> _Task list_:
[1] In the race report, where did the runners line up before the start?
[2] Repeat word for word the passage of the race report starting with "We were soon in" and going on through "into Wasdale Head.".

> _Text excerpt_:
'''

Monday, 4 August 2014

New event - the Lakeland 59!

Well I've been promising a debrief so here goes. No photos of toenails this year - they've escaped unscathed!


Friday 25th July was an absolute scorcher here in Cumbria. The sort of day where you find yourself searching for shade, or loitering in a particular spot just because there's a bit of a breeze there. A day for staying indoors, or as Marc Laithwaite put it - "ideal marshalling weather!"
Those of us who weren't marshalling lined up at John Ruskin school as 18:00 approached, kit on and nerves slightly jangling, waiting in the searing heat for the off. After a stunning aria (what better way to start an ultra-marathon?!) the hooter sounded and we were on our way.

John and I had planned to walk the start - the temptation is to run along with the crowd, and then have to wait at the various pinch-points on the early sections. We walked up to the miners bridge, loitered to filter through the narrow gap onto the fell path, and then fell into a steady climb up to Walna Scar road, at which point I'm pretty sure we were in joint last place.

Only a Landrover could call this a road, but at least it's a chance to build the pace a bit on the flats, and we were soon overhauling the tail-enders, and then stomping up the climb (2162 feet on this leg) to Walna Scar Pass. The run down the other side was straightforward, with my weekly training running down Skiddaw paying off!

At this point I was steadily drinking, water only, and knocking back the occasional mini-mars or milky way bar. I know from experience that I generally hit a wall energy-wise, 3-4 hours in, if I haven't forced myself to eat. Forced, because at reasonably high exercise intensities, the last thing you want to do is eat, especially in the heat!

We were soon in the first checkpoint at Seathwaite, and the second leg into Boot was dispatched at our planned pace. As we got to Boot it started to get dark, so torches on for the steady climb up past Burnmoor Tarn before dropping into Wasdale Head.
At this point the steadily-building queasiness in my stomach started to grow, and I mentioned to John that a tactical lightening of the load might be required......it wasn't, and we pressed on to Wasdale, with my guts still feeling rough.

After Wasdale the route turns uphill, climbing gently at first, then steeply to Black Sail Pass. On the last section of this climb I paused for a breather, and was suddenly, violently, copiously sick. I must have lost a good 2-3 litres of very watery stomach contents (and apologies to all who were behind me.....).
With the load lightened, we pressed on, with only a pause to deal with cramp on the ascent to Scarth Gap. At this point I was feeling much better, and my only concern was that I was beginning to cramp up. I stopped for 10 minutes in the checkpoint at Buttermere, insisting that John press on, and stretched my quads off a bit. I then pressed on, seeing John again in the Braithwaite checkpoint; we'd maintained the same speed over the leg. Soon after the sun started to come up, and the heat began again. I topped up with food and drink at the Blencathra Centre, and caught John soon after reaching the coach road that contours round Clough Head.

'''

> _Information shown_:
'''

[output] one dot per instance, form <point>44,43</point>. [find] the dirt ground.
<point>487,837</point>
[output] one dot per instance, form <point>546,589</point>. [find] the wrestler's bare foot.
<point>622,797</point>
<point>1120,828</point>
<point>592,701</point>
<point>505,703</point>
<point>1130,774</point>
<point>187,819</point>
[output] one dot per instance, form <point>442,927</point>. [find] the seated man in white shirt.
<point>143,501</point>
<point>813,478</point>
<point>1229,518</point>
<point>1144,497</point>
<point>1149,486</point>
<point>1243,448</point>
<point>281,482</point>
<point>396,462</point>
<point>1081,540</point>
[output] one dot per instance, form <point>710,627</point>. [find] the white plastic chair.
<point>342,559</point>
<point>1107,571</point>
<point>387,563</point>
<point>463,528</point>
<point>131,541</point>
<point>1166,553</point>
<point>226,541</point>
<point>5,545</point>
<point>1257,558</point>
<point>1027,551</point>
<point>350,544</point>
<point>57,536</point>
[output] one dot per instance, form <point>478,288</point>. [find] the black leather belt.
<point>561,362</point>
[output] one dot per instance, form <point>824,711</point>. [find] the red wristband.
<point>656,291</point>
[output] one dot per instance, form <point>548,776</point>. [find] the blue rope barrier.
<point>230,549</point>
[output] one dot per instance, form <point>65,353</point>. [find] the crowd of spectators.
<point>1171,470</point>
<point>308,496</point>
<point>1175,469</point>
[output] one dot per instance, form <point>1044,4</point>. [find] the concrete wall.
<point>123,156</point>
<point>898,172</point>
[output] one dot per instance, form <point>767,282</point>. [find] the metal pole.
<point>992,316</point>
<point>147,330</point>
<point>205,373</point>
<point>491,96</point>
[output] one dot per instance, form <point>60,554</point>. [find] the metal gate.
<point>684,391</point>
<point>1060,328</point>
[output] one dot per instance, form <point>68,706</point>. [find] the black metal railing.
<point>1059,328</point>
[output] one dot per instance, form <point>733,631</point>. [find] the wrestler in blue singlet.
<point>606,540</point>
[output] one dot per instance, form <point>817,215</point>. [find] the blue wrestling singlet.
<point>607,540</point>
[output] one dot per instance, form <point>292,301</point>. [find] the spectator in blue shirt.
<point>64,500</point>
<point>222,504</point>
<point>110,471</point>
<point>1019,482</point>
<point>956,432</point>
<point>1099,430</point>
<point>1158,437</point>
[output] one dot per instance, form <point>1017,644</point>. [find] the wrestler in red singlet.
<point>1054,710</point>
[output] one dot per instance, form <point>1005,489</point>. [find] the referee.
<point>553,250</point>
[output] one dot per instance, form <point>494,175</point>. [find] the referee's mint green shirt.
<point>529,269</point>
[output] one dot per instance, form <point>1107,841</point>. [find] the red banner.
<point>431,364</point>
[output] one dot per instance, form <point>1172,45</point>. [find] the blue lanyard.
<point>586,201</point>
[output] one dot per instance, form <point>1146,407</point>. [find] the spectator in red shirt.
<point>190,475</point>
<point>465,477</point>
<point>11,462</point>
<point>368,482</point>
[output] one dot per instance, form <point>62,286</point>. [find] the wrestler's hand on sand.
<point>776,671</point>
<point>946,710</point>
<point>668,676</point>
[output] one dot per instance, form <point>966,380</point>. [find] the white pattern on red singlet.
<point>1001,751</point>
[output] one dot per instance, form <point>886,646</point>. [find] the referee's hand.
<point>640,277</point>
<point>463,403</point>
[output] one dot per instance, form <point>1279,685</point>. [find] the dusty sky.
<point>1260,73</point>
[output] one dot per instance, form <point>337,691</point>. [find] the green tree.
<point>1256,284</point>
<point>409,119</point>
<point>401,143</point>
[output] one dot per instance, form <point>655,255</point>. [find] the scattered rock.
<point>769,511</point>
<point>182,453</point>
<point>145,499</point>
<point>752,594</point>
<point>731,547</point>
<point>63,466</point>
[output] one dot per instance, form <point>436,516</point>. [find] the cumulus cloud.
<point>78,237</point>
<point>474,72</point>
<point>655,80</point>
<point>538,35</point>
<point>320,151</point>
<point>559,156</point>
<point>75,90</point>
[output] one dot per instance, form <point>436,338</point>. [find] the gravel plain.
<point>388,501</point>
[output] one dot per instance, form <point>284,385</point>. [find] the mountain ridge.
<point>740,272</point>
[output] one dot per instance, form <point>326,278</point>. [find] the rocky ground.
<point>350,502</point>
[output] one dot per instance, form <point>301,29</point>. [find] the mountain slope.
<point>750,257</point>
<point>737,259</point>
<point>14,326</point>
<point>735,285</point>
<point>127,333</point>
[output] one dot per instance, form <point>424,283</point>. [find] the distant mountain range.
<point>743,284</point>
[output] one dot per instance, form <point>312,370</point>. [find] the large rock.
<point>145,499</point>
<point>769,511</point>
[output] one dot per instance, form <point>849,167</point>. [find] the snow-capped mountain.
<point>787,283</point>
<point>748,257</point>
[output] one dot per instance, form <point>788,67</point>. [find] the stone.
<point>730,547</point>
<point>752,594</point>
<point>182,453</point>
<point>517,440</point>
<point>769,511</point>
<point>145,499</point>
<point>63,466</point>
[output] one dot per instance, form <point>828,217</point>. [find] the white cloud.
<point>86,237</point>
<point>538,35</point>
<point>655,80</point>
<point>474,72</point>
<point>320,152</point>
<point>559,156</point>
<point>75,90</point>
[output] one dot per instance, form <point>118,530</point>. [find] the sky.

'''

> _Response list_:
[1] At John Ruskin school.

[2]
We were soon in the first checkpoint at Seathwaite, and the second leg into Boot was dispatched at our planned pace. As we got to Boot it started to get dark, so torches on for the steady climb up past Burnmoor Tarn before dropping into Wasdale Head.